— What you need to do —
Once you find the line with "Exercise. Point to the gravel", transcribe it and all the lines that follow to the end of the data, exactly as written; skip any pictures.
== Data listing ==
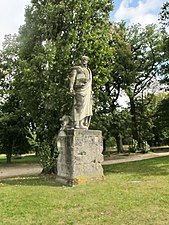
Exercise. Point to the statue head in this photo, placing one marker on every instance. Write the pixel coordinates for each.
(85, 60)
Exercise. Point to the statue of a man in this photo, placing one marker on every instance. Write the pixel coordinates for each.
(81, 87)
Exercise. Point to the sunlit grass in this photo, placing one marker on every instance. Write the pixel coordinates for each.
(27, 158)
(133, 193)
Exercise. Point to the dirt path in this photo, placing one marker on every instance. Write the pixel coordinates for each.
(35, 169)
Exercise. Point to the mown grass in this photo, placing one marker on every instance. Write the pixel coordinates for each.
(132, 193)
(27, 158)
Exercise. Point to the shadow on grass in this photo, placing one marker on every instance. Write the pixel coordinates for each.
(148, 167)
(41, 180)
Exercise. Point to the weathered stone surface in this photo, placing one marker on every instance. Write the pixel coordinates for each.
(80, 156)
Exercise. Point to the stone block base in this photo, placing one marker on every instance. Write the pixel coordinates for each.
(80, 157)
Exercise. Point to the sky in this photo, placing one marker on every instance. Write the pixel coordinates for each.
(131, 11)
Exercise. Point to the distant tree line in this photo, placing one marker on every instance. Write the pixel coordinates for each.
(35, 67)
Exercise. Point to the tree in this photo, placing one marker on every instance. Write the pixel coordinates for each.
(13, 118)
(138, 56)
(164, 14)
(55, 35)
(161, 121)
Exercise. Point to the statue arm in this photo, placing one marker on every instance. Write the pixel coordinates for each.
(72, 79)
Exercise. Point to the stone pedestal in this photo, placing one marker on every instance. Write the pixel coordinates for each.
(80, 156)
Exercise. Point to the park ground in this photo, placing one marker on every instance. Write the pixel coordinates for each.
(23, 169)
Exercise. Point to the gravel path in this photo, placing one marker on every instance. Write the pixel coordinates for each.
(35, 169)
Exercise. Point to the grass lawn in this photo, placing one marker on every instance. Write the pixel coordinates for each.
(133, 193)
(27, 158)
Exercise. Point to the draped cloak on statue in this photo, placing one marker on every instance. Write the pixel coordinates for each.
(83, 94)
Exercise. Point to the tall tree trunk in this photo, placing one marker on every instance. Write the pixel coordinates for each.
(133, 119)
(119, 143)
(9, 156)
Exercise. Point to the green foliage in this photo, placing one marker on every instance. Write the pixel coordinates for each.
(133, 147)
(161, 121)
(48, 159)
(138, 55)
(164, 15)
(145, 147)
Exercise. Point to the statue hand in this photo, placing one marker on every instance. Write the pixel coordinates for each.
(71, 91)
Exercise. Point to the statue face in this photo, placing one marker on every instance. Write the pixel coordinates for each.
(84, 62)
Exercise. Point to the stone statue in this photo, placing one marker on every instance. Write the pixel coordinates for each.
(81, 88)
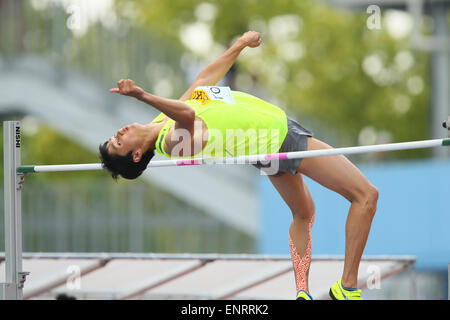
===
— Exercise output —
Exercise. Point to the gravel path in this photo, placing one marker on every instance. Write the pixel coordinates for each.
(35, 169)
Exercise. Point to the grass lawn in this photo, placing one marker on every instance. Write the pixel coordinates for each.
(133, 193)
(27, 158)
Exercise. Point to the draped cloak on statue in this photo, placing one marker on every instance. Write the pixel coordinates for each.
(83, 94)
Exercise. Point to the tall tree trunk in this photo, placing one marker on every instance. Write the pixel coordinates for each.
(133, 119)
(119, 143)
(9, 156)
Exercise. Point to the green foliage in this photo, placing one marker on every instance. Write the pixel coordinates for each.
(133, 147)
(161, 121)
(48, 159)
(138, 55)
(164, 15)
(145, 147)
Exercise. Point to the statue hand in this photo, placing one marker on every instance. Write the pixel coordinates for each.
(71, 91)
Exercise. Point to the statue face in this photo, placing one marker on every instance. Write the pixel coordinates for each.
(84, 62)
Exercise. Point to the stone statue in this photo, placing one marker on every instance. Write the pixel coordinates for each.
(81, 88)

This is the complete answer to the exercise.